Page extract:
[osis-core] DOM? PLEASE READ.

Thu, 23 May 2002 15:09:14 -0400

Troy,

Replies below:

Troy A. Griffitts wrote:

<snip>

> Right, my point I didn't make too well was that I believe (who am I) 
> that current DOM definition is messed up for representing text 
> documents.  Sorry; can I still be a member of osis-core?
>
Of course!!! I just publically announced a frontal assault on the tree 
assumption of ISO 8879 as something that should be reformed out of the 
standard! Can't get much more disenchanted with the conventional tree 
than I am! I still consider myself a legitimate member of the team and 
certainly you are as well! (In addition to being a very gifted friend!)

>
>>> At one point you all had me convinced that almost everything should 
>>> be a
>>> milestone.  Now you're trying to convince me that we should have NO
>>> milestones.  I'm so distraught. :)
>>>
>> You were present when we discussed this change in Rome but let me try 
>> to reconstruct some of the discussion. I think it was Eric who 
>> pointed out that while they used milestones (a lot) in XSEM, that 
>> actually the times when boundaries are crossed are actually quite few 
>> in comparison with the number of times that they don't. Therefore, we 
>> had this elaborate structure of opening and closing milestones to 
>> deal with a small number of cases. Steve pointed out that using the 
>> prev/next solution from TEI could easily be used with XSLT to 
>> generate the required presentation. Eric suggested that we use the 
>> key/keyRef mechanism to validate the references between the two parts 
>> (more on that follows). I thought it was a fairly elegant solution 
>> and reduced the number of elements and would be easier to teach to 
>> users for the small number of cases where it is actually an issue.
>
>
> Honestly-- thought it was probably my fault for sleeping, or zoning, 
> or something-- I have no rememberance of any of this.  You sure it 
> wasn't after Sunday afternoon?

I don't remember when we discussed it, could probably reconstruct from 
the notes.

Prompt 1:
In the osis-core email, who suggested using the key/keyRef mechanism to validate the references between the two parts?
The osis-core email and the records are unrelated material.

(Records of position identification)

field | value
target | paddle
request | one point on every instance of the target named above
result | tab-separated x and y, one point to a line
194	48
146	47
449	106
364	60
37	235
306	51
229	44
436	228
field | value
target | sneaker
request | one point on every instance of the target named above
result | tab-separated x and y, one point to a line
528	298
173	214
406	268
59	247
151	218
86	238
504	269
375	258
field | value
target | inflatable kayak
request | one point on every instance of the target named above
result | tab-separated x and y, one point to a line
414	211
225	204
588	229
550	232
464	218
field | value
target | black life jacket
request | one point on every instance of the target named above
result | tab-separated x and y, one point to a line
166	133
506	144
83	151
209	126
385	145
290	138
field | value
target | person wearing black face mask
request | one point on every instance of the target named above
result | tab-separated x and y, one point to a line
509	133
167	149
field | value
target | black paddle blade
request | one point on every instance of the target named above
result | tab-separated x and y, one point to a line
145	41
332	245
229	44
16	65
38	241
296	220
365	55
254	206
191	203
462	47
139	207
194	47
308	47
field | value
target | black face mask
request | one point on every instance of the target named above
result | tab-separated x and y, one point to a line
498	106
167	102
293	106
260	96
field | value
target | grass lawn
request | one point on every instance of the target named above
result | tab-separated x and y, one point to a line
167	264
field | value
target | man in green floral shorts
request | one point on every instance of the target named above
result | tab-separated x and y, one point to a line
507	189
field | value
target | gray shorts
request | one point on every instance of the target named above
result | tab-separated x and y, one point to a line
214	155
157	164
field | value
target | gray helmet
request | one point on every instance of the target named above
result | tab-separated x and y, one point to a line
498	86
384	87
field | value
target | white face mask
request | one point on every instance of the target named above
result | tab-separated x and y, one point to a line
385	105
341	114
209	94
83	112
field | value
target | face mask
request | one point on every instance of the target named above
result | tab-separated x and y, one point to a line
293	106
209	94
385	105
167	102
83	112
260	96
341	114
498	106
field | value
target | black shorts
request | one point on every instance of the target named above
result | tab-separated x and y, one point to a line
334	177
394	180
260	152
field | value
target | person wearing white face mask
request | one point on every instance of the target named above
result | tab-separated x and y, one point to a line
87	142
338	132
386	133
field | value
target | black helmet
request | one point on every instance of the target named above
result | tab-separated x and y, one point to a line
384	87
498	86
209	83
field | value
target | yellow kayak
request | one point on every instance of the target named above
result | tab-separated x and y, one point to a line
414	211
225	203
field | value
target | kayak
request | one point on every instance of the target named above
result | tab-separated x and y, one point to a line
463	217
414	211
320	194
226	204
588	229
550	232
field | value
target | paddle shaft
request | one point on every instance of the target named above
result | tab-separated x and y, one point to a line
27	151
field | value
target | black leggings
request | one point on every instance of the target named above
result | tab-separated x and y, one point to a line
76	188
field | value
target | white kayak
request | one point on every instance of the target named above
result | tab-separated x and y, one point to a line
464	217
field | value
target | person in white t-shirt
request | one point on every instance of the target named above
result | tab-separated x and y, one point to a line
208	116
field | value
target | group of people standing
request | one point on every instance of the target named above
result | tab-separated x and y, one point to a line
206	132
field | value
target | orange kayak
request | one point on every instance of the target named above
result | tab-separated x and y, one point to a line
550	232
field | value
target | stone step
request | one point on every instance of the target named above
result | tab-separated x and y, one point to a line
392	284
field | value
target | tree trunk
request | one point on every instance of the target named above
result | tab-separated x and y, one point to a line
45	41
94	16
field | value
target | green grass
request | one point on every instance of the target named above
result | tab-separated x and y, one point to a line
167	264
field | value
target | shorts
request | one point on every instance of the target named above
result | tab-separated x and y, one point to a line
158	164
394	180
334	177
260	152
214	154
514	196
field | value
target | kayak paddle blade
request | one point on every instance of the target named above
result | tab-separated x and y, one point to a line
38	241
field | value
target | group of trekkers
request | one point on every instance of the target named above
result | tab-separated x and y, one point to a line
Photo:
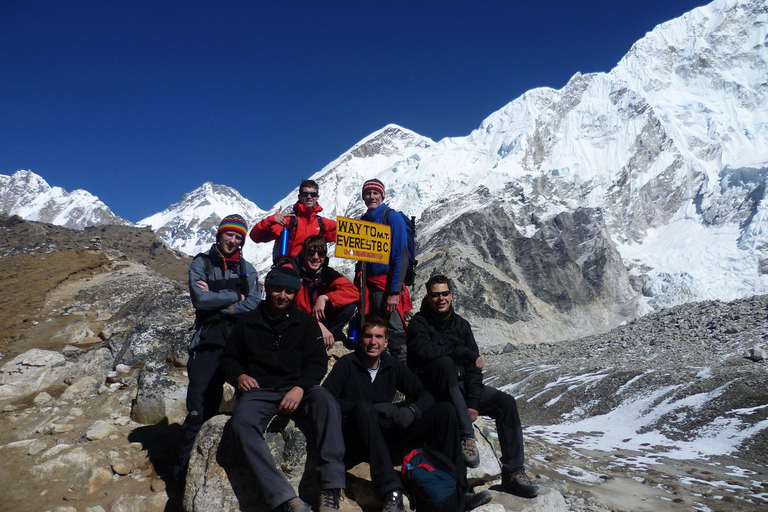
274	352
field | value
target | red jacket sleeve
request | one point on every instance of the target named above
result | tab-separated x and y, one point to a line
266	230
340	290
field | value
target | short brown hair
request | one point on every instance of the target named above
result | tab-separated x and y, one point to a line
373	321
309	184
438	279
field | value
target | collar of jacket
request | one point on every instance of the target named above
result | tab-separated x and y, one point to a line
377	215
385	361
258	316
304	211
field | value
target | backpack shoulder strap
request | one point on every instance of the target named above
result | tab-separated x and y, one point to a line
206	262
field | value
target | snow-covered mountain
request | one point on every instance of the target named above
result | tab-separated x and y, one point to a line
565	205
190	224
671	146
29	196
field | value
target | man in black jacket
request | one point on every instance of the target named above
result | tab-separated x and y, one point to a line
276	358
365	383
443	353
222	286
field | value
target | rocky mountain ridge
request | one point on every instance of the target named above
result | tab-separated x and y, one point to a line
664	413
661	161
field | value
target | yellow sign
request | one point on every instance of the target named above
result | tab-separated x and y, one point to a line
362	240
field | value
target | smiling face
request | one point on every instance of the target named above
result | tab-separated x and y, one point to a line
440	297
373	343
372	199
314	259
229	242
279	298
308	196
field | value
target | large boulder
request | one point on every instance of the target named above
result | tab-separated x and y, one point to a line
219	477
31	372
159	396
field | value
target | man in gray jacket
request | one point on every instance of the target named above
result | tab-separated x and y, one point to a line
222	286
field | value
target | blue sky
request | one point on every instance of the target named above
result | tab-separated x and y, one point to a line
139	102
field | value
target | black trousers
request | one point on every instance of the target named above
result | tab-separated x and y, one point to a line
441	374
255	409
203	396
366	440
337	318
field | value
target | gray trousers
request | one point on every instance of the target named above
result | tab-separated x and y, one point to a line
250	418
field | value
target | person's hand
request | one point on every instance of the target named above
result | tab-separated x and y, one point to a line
386	410
327	337
280	218
319	309
392	302
291	401
403	417
246	383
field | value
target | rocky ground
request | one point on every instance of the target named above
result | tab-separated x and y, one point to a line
665	413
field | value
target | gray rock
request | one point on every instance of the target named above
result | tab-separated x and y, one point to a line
219	477
757	354
159	396
81	388
32	371
99	430
43	400
36	447
129	503
489	468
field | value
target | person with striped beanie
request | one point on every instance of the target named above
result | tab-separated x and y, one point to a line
223	287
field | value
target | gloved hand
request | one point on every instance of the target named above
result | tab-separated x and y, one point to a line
403	417
386	412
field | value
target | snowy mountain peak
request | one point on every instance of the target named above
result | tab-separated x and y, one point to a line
29	196
190	224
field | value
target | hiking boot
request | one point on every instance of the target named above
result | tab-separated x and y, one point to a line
470	452
519	484
294	505
393	502
475	499
330	500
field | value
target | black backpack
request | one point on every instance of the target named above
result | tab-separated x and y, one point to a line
410	224
292	224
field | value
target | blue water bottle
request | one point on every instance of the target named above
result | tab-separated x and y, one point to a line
284	234
352	333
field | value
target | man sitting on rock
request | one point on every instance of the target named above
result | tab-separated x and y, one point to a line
222	286
443	353
276	359
364	383
327	295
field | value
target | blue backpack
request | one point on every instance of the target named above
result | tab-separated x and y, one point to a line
410	224
429	478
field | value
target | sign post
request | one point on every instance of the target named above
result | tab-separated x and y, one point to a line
365	242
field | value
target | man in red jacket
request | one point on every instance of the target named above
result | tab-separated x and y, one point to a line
304	222
327	295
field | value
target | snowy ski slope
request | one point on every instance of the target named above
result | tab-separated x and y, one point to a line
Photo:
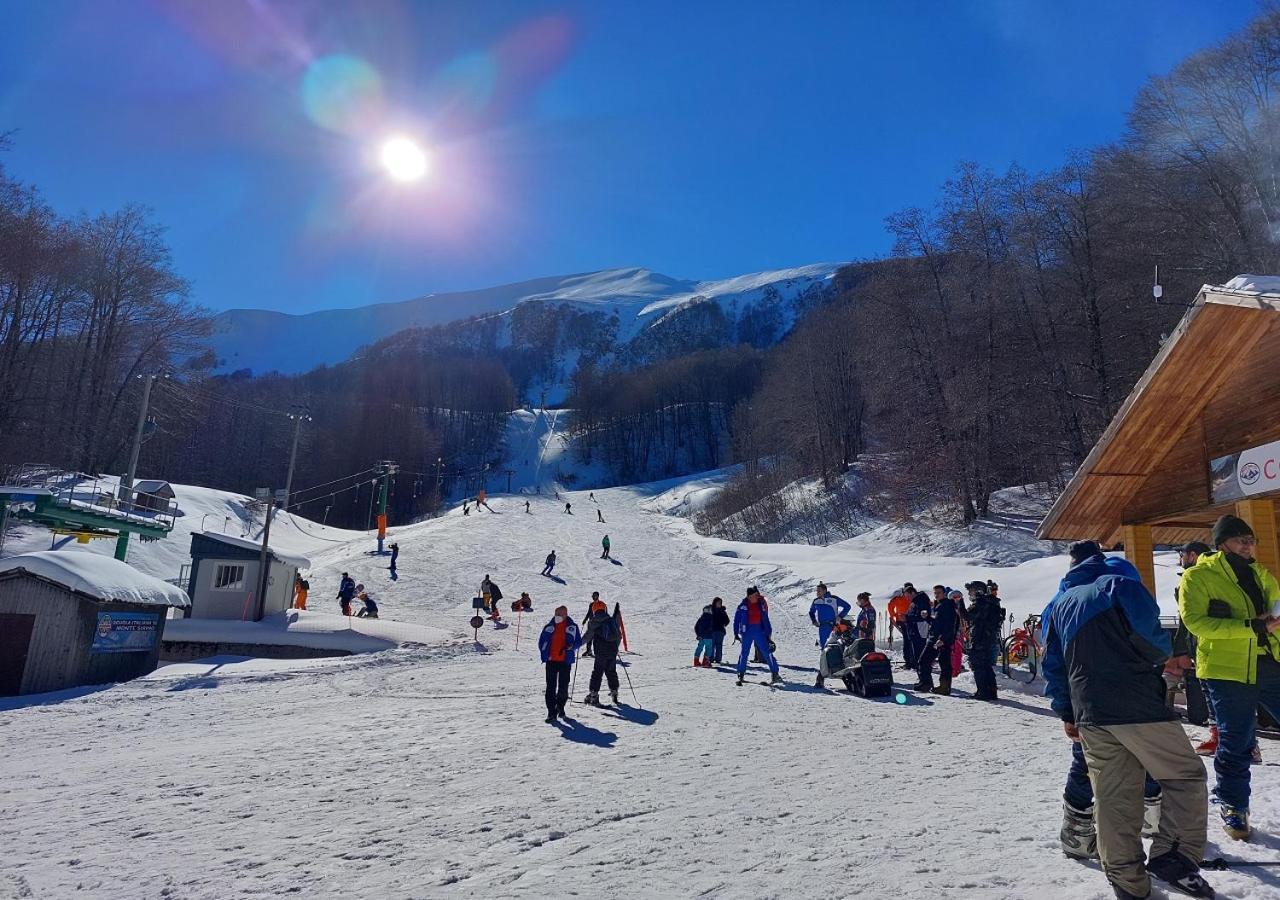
429	772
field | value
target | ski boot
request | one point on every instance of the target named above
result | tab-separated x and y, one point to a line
1150	816
1180	873
1210	745
1078	836
1235	822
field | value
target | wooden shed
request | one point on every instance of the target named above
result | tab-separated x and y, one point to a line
1198	435
76	617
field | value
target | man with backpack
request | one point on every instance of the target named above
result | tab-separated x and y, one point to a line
603	635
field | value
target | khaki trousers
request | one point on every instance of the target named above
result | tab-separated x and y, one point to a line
1118	757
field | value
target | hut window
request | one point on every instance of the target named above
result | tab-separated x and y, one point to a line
229	578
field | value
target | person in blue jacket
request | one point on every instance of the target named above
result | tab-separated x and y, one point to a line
1104	656
865	624
823	612
752	626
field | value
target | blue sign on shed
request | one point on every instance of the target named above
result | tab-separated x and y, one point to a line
124	631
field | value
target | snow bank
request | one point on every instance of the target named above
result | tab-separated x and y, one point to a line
304	627
104	578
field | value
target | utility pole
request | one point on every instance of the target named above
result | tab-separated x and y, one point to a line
126	493
265	556
298	414
385	469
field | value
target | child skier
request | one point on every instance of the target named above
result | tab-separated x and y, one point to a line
704	629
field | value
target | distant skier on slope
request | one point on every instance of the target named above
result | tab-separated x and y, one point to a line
752	626
556	644
604	635
823	612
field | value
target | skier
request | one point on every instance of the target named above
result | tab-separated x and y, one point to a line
603	635
346	593
937	645
1104	653
823	612
984	616
752	626
1226	601
720	625
370	608
917	621
592	608
704	629
865	624
556	644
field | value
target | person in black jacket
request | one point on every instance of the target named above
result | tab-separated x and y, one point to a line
720	627
604	634
1104	654
984	616
937	645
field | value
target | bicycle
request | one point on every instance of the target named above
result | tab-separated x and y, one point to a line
1023	647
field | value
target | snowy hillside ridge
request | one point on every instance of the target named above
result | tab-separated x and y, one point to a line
99	576
808	514
264	341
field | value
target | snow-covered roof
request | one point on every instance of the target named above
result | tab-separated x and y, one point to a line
292	558
99	576
1255	283
151	485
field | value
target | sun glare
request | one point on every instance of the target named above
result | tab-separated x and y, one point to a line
403	159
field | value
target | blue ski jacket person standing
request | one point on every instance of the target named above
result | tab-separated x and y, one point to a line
1104	656
752	626
823	612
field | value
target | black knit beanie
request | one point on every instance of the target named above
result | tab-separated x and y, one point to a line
1230	526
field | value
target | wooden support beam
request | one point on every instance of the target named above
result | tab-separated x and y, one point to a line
1138	551
1261	516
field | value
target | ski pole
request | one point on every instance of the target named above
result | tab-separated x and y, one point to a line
631	686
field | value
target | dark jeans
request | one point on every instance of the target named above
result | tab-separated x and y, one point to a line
1079	789
1235	709
983	672
606	667
557	685
933	652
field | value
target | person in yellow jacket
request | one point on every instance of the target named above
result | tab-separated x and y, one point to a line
1228	601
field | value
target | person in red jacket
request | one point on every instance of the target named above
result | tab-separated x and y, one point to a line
557	643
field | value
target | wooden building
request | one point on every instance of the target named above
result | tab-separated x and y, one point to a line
1198	437
76	617
225	572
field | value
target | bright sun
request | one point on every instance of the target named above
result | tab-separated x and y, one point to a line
403	159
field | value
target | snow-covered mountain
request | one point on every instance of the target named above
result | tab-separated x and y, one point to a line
763	306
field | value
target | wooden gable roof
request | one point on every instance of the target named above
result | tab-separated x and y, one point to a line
1214	388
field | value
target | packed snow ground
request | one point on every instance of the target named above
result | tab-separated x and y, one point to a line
429	772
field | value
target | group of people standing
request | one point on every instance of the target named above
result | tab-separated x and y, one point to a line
1105	653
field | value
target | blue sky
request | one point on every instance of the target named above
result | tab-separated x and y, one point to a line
702	140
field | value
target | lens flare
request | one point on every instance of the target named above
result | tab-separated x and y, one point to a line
342	94
403	159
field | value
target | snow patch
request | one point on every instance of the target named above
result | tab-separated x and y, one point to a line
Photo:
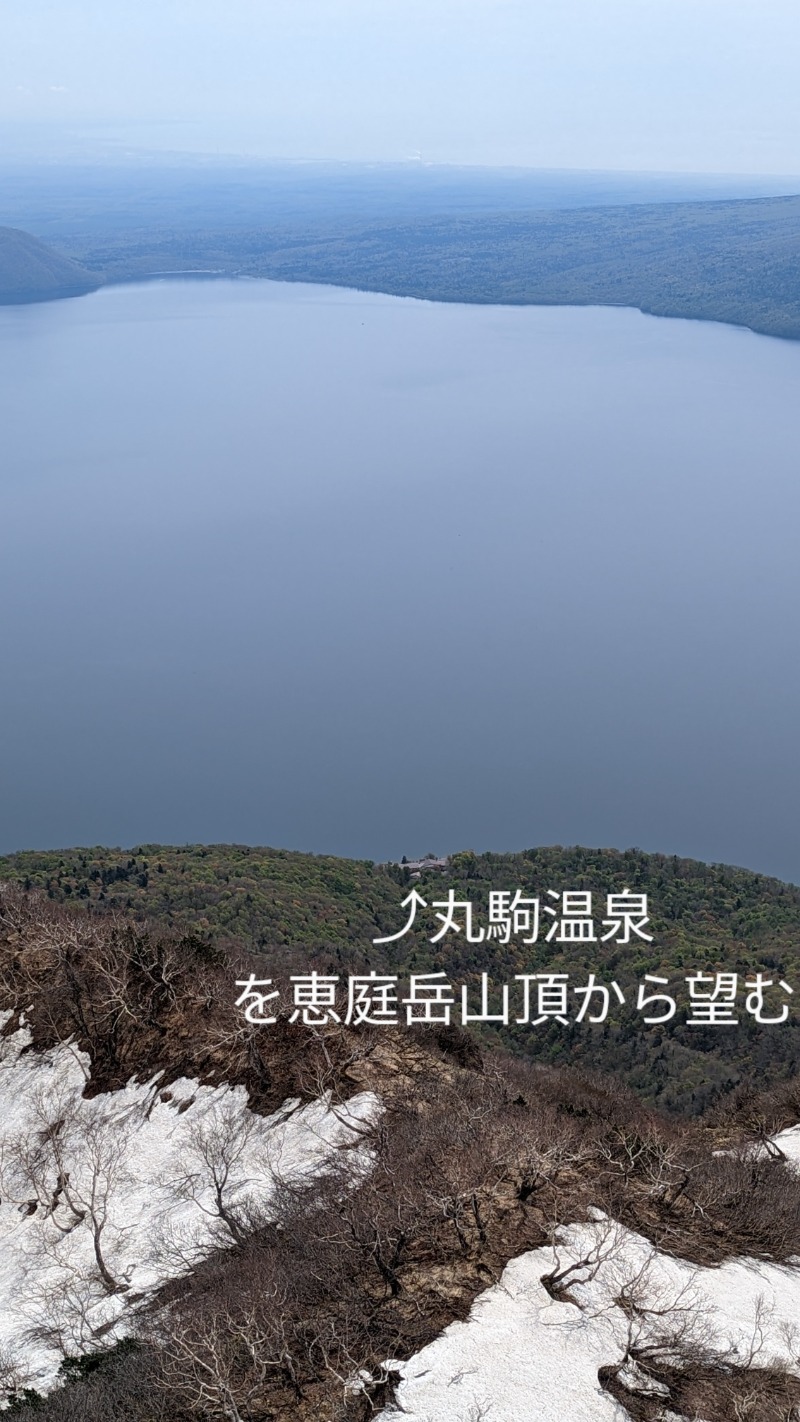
103	1200
525	1354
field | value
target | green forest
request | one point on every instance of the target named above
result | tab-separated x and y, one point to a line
301	912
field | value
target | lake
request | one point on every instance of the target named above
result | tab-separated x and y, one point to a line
328	570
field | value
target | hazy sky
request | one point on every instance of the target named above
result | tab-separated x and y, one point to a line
640	84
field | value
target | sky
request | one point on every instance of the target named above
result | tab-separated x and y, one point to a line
691	86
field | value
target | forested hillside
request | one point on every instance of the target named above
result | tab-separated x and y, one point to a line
301	912
33	272
735	262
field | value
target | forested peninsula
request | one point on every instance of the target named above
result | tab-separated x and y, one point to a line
301	912
735	262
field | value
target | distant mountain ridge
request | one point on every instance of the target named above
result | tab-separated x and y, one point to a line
33	272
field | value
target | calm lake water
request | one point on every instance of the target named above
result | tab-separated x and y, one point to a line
341	572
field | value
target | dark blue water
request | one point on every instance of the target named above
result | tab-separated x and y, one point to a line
341	572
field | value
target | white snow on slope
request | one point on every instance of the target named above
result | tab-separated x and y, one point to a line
525	1357
789	1143
137	1166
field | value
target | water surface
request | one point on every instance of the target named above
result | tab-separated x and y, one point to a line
354	573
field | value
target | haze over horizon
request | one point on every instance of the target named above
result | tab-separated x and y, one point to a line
628	87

Prompt 2:
Collect every line of the records that contains the string "ground".

Answer 1:
Eric

Answer 2:
target | rocky ground
target | packed snow ground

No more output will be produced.